* [SHORT TASK]:
Render all the items below as a numbered list with blank lines omitted. Leave the pictures out of your answer.

* [DATA FOR THIS EXERCISE]:

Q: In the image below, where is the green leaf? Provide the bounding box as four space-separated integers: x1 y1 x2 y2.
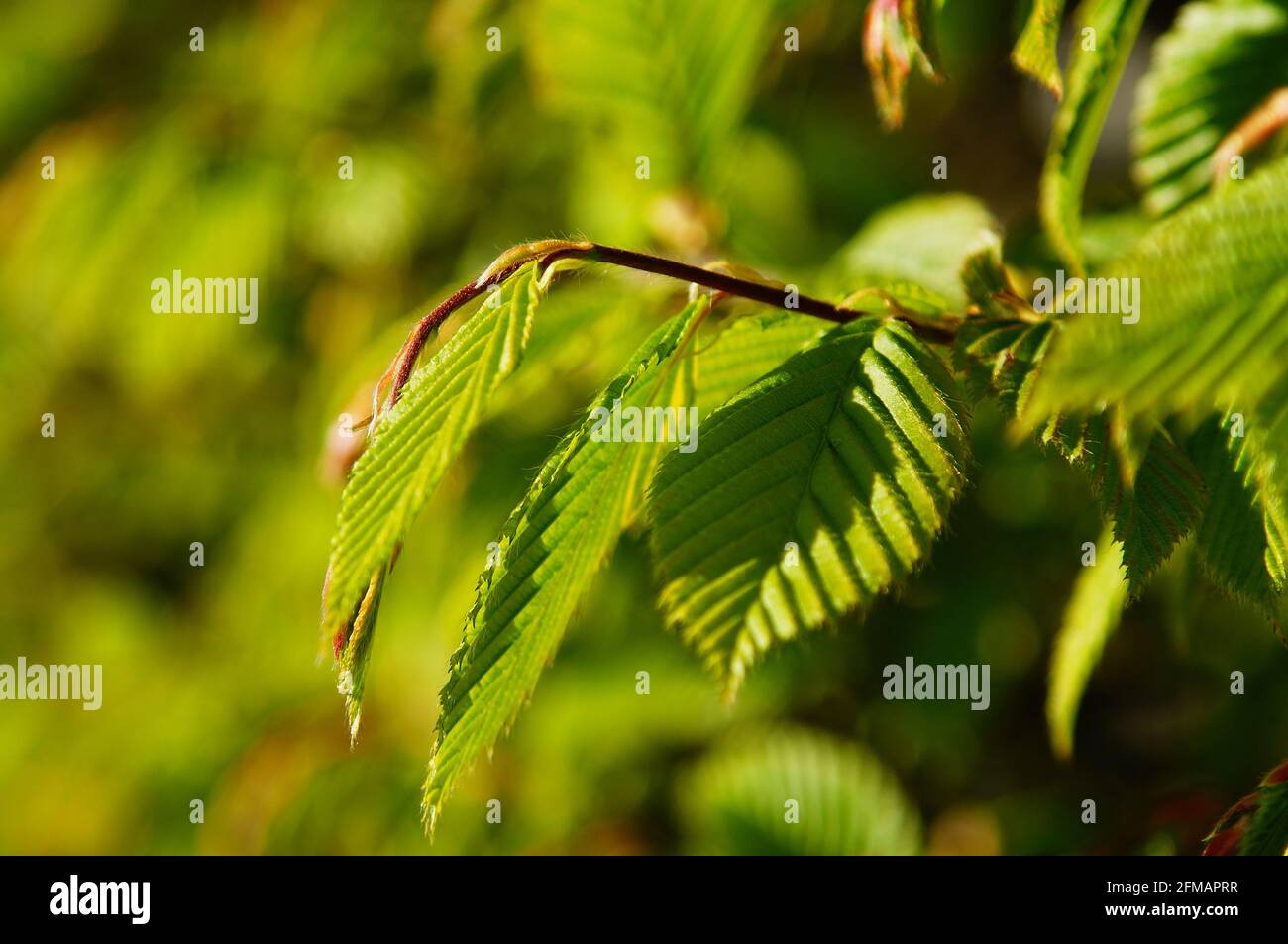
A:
1082 417 1206 599
677 728 921 855
1046 529 1127 760
953 318 1052 417
953 239 1203 597
424 296 709 829
953 239 1055 419
323 265 540 689
1188 417 1288 619
1012 0 1064 98
1132 0 1288 215
529 0 770 184
828 193 997 308
1029 159 1288 424
1039 0 1149 273
649 318 969 695
1239 782 1288 855
1203 761 1288 855
695 312 828 416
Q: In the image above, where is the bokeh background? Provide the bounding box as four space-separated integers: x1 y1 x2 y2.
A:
0 0 1288 854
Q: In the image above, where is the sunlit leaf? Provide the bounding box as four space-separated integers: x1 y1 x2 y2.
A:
649 318 969 694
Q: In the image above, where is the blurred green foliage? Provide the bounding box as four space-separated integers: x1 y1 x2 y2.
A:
0 0 1288 854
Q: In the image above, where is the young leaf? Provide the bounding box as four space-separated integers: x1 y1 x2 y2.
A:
828 193 997 308
677 728 921 855
1132 0 1288 215
1203 761 1288 855
649 318 969 695
1082 417 1205 599
531 0 770 185
1012 0 1064 98
322 265 540 705
693 312 828 416
1027 159 1288 424
1039 0 1149 273
953 239 1055 419
1188 417 1288 619
1046 529 1127 760
424 296 709 829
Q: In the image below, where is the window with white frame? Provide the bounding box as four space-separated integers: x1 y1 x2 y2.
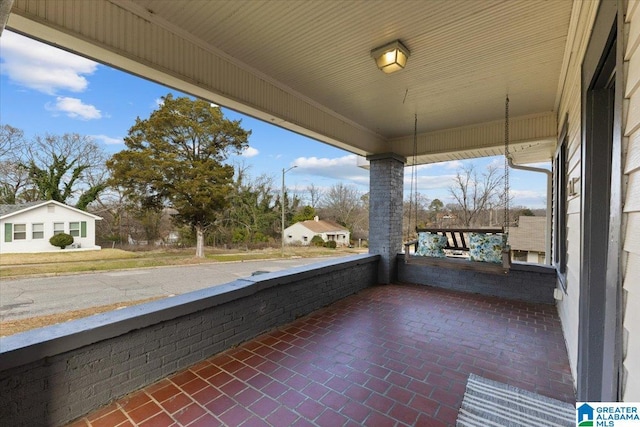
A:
69 222 80 237
53 222 64 236
13 224 27 240
31 223 44 239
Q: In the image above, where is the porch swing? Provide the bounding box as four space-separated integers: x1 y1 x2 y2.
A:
404 97 511 274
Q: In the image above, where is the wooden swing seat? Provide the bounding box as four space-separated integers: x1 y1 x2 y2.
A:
404 228 511 274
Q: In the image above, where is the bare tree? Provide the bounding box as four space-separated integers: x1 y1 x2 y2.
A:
0 125 29 204
322 183 362 229
307 184 324 209
449 165 504 227
23 133 106 209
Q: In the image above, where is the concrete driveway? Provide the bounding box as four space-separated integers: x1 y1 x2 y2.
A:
0 257 344 320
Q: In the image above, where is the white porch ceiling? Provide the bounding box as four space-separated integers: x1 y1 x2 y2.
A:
7 0 580 163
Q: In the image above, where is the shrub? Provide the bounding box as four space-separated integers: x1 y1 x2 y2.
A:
311 234 324 246
49 233 73 249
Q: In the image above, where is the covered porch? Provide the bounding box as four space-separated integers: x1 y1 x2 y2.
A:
0 0 640 425
70 283 575 427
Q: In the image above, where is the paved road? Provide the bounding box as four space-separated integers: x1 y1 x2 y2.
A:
0 257 344 320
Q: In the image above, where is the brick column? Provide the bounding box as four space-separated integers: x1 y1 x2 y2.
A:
367 153 406 284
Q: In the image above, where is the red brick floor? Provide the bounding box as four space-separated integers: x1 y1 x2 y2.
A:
71 285 575 427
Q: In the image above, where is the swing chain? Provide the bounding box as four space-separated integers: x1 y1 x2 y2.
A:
503 95 511 233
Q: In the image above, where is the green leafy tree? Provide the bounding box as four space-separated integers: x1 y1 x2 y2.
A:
107 94 251 257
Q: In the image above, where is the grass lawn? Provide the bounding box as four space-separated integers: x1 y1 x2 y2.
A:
0 247 365 336
0 247 362 278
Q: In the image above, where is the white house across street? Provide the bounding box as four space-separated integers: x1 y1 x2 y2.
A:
0 200 102 254
284 216 351 246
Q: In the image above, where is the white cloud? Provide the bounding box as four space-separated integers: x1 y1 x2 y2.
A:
433 160 463 169
91 135 124 145
292 154 369 186
0 31 98 95
45 96 102 120
240 147 260 157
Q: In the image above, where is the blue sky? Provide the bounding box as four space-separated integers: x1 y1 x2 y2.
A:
0 30 546 208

* [RESPONSE TO THE EXERCISE]:
1. Q: In the image below, where is the green leaf? Provide the bounding box as four space-separated integers: x1 y1 x2 y2.
2. A:
3. 1082 417 1206 599
4. 677 728 921 855
5. 1046 529 1127 760
6. 953 318 1052 417
7. 953 239 1203 597
8. 424 296 709 829
9. 953 239 1055 419
10. 323 265 540 689
11. 1188 417 1288 619
12. 1012 0 1064 98
13. 1132 0 1288 215
14. 529 0 770 184
15. 828 193 997 308
16. 1029 159 1288 424
17. 1039 0 1149 273
18. 649 318 969 695
19. 1239 782 1288 855
20. 1203 761 1288 855
21. 695 312 828 416
22. Q: In the image above, where is the bokeh background? Provide the bounding box as four space-separated integers: x1 y1 x2 y2.
23. A:
24. 0 0 1288 854
25. Q: In the image above, where is the sunlit leaf? Provide the bounding box as four space-separated integers: x1 y1 x2 y2.
26. A:
27. 649 318 969 694
28. Q: In the image above, where is the blurred green foliage? Provide the bounding box as four space-separated integers: x1 y1 x2 y2.
29. A:
30. 0 0 1288 854
31. Q: In the image above, where is the young leaf? Provide the bounding box as four space-separated integers: x1 y1 x2 y2.
32. A:
33. 828 193 997 308
34. 677 728 921 855
35. 1132 0 1288 215
36. 1203 761 1288 855
37. 649 318 969 695
38. 1082 417 1205 599
39. 531 0 770 185
40. 1012 0 1064 98
41. 322 265 540 705
42. 693 312 828 416
43. 1027 159 1288 424
44. 1039 0 1149 273
45. 953 239 1055 419
46. 1188 417 1288 619
47. 1046 529 1127 760
48. 424 296 709 829
49. Q: In the image below, where is the window with white frame? Provide the bounding box as four space-separated integers: x1 y1 x2 y2.
50. A:
51. 69 222 80 237
52. 53 222 64 236
53. 13 224 27 240
54. 31 223 44 239
55. Q: In the image above, where is the porch swing? Provide the bounding box as four space-separated integers: x1 y1 x2 y2.
56. A:
57. 404 97 511 274
58. Q: In the image above, where is the wooden swing seat? Provide the bounding box as four space-separated integers: x1 y1 x2 y2.
59. A:
60. 404 228 511 274
61. Q: In the image above, where is the bare tree? Provide the bounding box as four space-separated integers: x1 y1 x2 y2.
62. A:
63. 0 125 29 204
64. 322 183 362 229
65. 307 184 324 209
66. 449 165 504 227
67. 23 133 106 209
68. Q: In the image above, where is the concrete driveway? Provide the bounding box as four space-separated integers: x1 y1 x2 y2.
69. A:
70. 0 257 344 320
71. Q: In the image above, where is the white porch ceiling? Provide the bounding box as four space-separated integers: x1 y1 x2 y2.
72. A:
73. 7 0 580 163
74. Q: In the image above, where is the shrub? Provide the bounding box as four space-separated integers: x1 y1 x2 y2.
75. A:
76. 311 234 324 246
77. 49 233 73 249
78. Q: In the image above, where is the covered porch? Provide the bounding box as four space-separated integers: x1 y1 x2 y2.
79. A:
80. 0 0 640 425
81. 70 283 575 427
82. Q: In the image above, where is the paved road? Provide the bounding box as four space-separated integers: x1 y1 x2 y2.
83. A:
84. 0 257 344 320
85. Q: In the image above, where is the brick column? Provide the bounding box as four space-separated integers: x1 y1 x2 y2.
86. A:
87. 367 153 406 284
88. Q: In the image above, where is the red brick floor? Provide the bounding box as four space-separated integers: x1 y1 x2 y2.
89. A:
90. 71 285 575 427
91. Q: In the image above, where is the swing chain? Provide the bounding box as four space-separated integers: x1 y1 x2 y2.
92. A:
93. 503 95 511 233
94. Q: In the image above, where is the green leafy tree? Provide the bounding box as four space-separated integers: x1 y1 x2 y2.
95. A:
96. 107 94 251 257
97. Q: In the image above, where is the grass lawn? Provide the bounding box as four space-separated integers: x1 y1 x2 y2.
98. A:
99. 0 247 365 336
100. 0 247 362 278
101. Q: In the image above, where is the white house across street? Provide the bounding box as four space-separated integers: x1 y1 x2 y2.
102. A:
103. 0 200 102 254
104. 284 216 351 246
105. Q: In the image above, where is the white cloud? Provide the bounding box as four space-separated integers: x1 y1 x2 y2.
106. A:
107. 433 160 463 169
108. 91 135 124 145
109. 292 154 369 186
110. 0 31 98 95
111. 45 96 102 120
112. 240 147 260 157
113. Q: In the image above, where is the blue sky? Provide the bounding box as four space-separated integers: x1 y1 x2 y2.
114. A:
115. 0 30 546 208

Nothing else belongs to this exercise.